*What you will do:* Quote all of the entries word for word.

--- START ---

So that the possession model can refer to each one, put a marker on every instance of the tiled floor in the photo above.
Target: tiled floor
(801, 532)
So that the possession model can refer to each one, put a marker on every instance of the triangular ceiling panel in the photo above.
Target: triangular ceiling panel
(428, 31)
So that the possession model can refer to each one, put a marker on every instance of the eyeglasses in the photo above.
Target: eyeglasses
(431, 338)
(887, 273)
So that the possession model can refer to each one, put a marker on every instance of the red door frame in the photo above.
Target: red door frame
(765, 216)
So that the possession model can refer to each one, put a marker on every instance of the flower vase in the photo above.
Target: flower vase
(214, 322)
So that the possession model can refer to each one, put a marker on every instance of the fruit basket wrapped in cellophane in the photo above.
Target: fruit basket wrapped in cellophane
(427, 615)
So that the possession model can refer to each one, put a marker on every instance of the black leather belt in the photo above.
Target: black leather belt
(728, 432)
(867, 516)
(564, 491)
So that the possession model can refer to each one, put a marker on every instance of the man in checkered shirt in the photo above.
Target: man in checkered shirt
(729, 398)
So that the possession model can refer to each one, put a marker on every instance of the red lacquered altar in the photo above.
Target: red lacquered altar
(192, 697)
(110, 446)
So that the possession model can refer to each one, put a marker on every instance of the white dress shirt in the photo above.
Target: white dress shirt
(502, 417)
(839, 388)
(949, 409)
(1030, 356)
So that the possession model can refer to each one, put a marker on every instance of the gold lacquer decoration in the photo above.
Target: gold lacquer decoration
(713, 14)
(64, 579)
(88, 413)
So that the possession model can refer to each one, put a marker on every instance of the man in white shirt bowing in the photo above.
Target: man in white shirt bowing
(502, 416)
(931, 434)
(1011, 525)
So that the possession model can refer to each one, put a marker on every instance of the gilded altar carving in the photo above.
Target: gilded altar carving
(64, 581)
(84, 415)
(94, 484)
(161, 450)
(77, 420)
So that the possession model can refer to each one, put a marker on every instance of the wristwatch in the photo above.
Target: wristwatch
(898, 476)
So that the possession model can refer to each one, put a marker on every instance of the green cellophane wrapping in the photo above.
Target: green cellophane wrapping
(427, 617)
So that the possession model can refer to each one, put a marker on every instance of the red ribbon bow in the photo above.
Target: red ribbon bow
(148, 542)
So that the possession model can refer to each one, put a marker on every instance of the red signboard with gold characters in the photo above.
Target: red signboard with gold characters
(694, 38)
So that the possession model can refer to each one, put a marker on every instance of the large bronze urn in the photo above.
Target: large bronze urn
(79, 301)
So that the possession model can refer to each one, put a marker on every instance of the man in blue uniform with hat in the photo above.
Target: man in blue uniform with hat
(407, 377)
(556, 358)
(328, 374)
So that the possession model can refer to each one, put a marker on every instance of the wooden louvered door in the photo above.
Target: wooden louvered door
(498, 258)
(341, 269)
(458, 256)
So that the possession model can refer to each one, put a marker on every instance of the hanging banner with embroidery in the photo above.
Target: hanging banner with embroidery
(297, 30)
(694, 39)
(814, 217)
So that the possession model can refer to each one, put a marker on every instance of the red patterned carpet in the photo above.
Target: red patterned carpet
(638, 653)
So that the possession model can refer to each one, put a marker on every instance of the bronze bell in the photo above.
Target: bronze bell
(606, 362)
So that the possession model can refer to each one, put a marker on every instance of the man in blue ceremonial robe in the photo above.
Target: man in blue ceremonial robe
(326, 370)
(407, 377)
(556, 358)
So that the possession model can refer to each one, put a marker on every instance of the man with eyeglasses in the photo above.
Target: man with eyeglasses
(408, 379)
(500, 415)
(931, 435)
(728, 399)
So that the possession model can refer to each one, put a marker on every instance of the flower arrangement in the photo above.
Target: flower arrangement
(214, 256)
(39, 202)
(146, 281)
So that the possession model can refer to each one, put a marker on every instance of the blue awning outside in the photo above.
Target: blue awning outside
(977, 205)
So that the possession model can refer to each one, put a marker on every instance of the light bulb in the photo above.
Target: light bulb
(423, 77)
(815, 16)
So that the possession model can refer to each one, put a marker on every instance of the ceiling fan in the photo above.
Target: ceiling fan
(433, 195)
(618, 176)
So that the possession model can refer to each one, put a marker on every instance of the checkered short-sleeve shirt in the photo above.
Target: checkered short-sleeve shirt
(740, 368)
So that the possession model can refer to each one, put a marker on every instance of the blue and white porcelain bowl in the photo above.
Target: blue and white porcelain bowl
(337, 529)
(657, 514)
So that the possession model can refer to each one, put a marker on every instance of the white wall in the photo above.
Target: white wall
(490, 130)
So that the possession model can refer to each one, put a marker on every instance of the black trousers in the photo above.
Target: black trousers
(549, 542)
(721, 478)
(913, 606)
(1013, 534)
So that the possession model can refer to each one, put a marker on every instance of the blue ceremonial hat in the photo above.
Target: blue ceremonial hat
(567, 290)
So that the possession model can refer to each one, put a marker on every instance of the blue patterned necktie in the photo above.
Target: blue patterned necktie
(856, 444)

--- END ---

*Written answer:*
So that the possession model can refer to each one, put a marker on every instance of the tiled floor in the photo above.
Target: tiled floor
(801, 532)
So that the possession model can refer to each one, put a marker on every instance of the triangular ceiling panel in the photo above.
Target: triangular ceiling panel
(428, 31)
So that the possession model can refer to each one, put a marker on every instance of the eyeglasses in the photo above.
Target: eyeglasses
(431, 338)
(887, 273)
So that the possession model can refer to each one, put a marker on every instance of the red door frame in the photo above.
Target: red door frame
(765, 216)
So that the possession model can refer to each one, put a marker on every instance of the flower vase in the photo above.
Target: flower vase
(214, 322)
So that the possession model can refer to each one, put a marker on every instance of the fruit basket wrapped in cellophane in the photo above.
Target: fruit basket wrapped in cellophane
(427, 615)
So that the possession model can refer to each one, put a marker on every instance of the black leather belt in the photo above.
Target: black leather belt
(728, 432)
(867, 516)
(564, 491)
So that the possession model can refer to each one, put a marker on every instance of the man in checkered shirt in the photo above.
Target: man in checkered shirt
(729, 398)
So that the possession model can refer to each one, put a marker on every instance of the red lacquered altar in the photo above.
Target: red lacquered altar
(192, 697)
(110, 446)
So that the possession model can refer to each one, put a marker on every instance of the white dress shirt in the photo above.
Target: white dress shirt
(502, 417)
(839, 388)
(949, 409)
(1030, 356)
So that the possession model can refer to each one, put a marker on every instance of the gold lacquer decoration in the photo above.
Target: gold lacquer decoration
(713, 14)
(64, 579)
(88, 413)
So that the possession model can refer to each one, put a marker on every instance of the man in white shirt bowing in the photo above.
Target: man in white shirt bowing
(502, 416)
(931, 434)
(1011, 525)
So that the possession model can refer to each one, put a marker on every instance of the gilded altar carving in the photo above.
Target: gilded altar carving
(64, 581)
(84, 415)
(94, 484)
(161, 450)
(77, 420)
So that the possession model can refer to each one, put a marker on every instance of the wristwatch in the photo above.
Target: wristwatch
(898, 476)
So that the possession model can refer to each one, put a marker on every instance of the green cellophane wrapping in the photo above.
Target: green cellophane wrapping
(427, 617)
So that the possession model can refer to each one, put a marker on every instance of the red ribbon bow in the photo above.
Target: red ribbon bow
(148, 542)
So that the possession model can refer to each one, put a marker on every instance of the red signboard with gold characters in the photo above.
Target: red signboard with gold characters
(694, 38)
So that the possession model can refer to each one, put a marker on every instance of the large bronze urn in the photo above.
Target: large bronze urn
(79, 301)
So that the possession model can refer to each one, put a marker on every instance of the man in blue uniform with hat in the photo above.
Target: man in blue uniform with hat
(407, 377)
(556, 358)
(328, 374)
So that the possession model can refer to each one, put a marker on every instance of the wooden louvered door in the photo above.
Target: wooden louvered door
(498, 258)
(341, 269)
(458, 256)
So that the possession model can refer to each one, put a marker on every instance of the hanging banner with embroidery in the photo above.
Target: hanging banner with embroidery
(297, 30)
(694, 39)
(814, 217)
So that the possession model can refer to each one, put a marker on every instance of the red patterned carpet in the photo above.
Target: red patterned carpet
(638, 653)
So that the possession model can refer to each one, put a marker on every instance of the bronze bell in the photo above.
Target: bronze bell
(606, 362)
So that the possession model can refer to each one, put a marker on every instance of the man in blue ceremonial robe in the photo above.
Target: man in blue ceremonial robe
(326, 370)
(407, 377)
(556, 358)
So that the possession model can refer to each one, put a marker on every instance of the man with eyeglasses in the photo above.
Target: man with eyeglasses
(408, 379)
(500, 415)
(931, 435)
(728, 399)
So that the possession model can refer to each one, put a marker on every instance of the flower arrangement in the photo above.
Target: flower arrangement
(214, 256)
(39, 202)
(146, 281)
So that the possession model can refer to each one, put a marker on every instance of the blue awning outside in the photo above.
Target: blue awning outside
(977, 205)
So that the possession model can refer to each one, put a marker on every instance of the light bulb in the photo above.
Target: light bulb
(423, 77)
(815, 16)
So that the possession model can refer to each one, put a marker on every instance of the ceiling fan in the photo above.
Target: ceiling fan
(433, 195)
(618, 176)
So that the possession model can refer to each one, put a marker on every instance of the checkered short-sleeve shirt in the photo above.
Target: checkered short-sleeve shirt
(740, 368)
So that the possession model can refer to each one, put a marker on every instance of the blue and white porcelain bowl in the photo above.
Target: blue and white porcelain bowl
(337, 529)
(657, 514)
So that the possession model can refer to each one, put a marker on every instance of the white wall in the photo above.
Target: white wall
(490, 130)
So that the possession model can refer to each one, put a marker on every instance of the black trousers in the photo above.
Target: black trousers
(549, 542)
(721, 478)
(913, 606)
(1013, 534)
So that the possession model can refer to each one, put a marker on every instance of the blue ceremonial hat in the photo above.
Target: blue ceremonial hat
(567, 290)
So that the possession model can refer to each one, put a marker on every instance of the blue patterned necktie in the photo above.
Target: blue patterned necktie
(856, 444)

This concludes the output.